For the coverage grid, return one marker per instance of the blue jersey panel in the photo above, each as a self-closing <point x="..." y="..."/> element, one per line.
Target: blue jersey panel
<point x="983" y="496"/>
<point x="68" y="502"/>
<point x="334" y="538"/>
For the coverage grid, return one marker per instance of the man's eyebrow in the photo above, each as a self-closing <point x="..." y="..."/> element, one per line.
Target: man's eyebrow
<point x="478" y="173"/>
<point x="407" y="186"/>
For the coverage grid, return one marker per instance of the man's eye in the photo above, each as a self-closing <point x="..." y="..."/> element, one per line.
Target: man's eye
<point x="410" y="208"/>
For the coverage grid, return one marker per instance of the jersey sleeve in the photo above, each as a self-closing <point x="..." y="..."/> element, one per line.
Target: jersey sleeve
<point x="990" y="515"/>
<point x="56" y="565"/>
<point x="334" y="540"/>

Task brief » Lay out all the lines above as a numbered list, leaving out any blank lines.

The output »
1. For the coverage grid, return one marker per instance of the blue jersey panel in the photo above, each as a self-closing <point x="..." y="..."/> element, one per line.
2. Target: blue jersey panel
3. <point x="983" y="496"/>
4. <point x="68" y="502"/>
5. <point x="334" y="538"/>
6. For the coverage grid, return one marker per instance of the man's eyebrow in the photo above, each as a self-closing <point x="..." y="..."/> element, one per line.
7. Target: man's eyebrow
8. <point x="478" y="173"/>
9. <point x="407" y="186"/>
10. For the coverage grid, return one marker per instance of the man's eye in the photo above, each as a self-closing <point x="..." y="..."/> element, one per line.
11. Target: man's eye
12. <point x="410" y="208"/>
13. For the coverage grid, return one marker per instance of the jersey sleeve in the photo above, each as a self-closing <point x="..." y="..."/> element, one per line.
14. Target: jersey sleeve
15. <point x="990" y="515"/>
16. <point x="56" y="565"/>
17. <point x="334" y="540"/>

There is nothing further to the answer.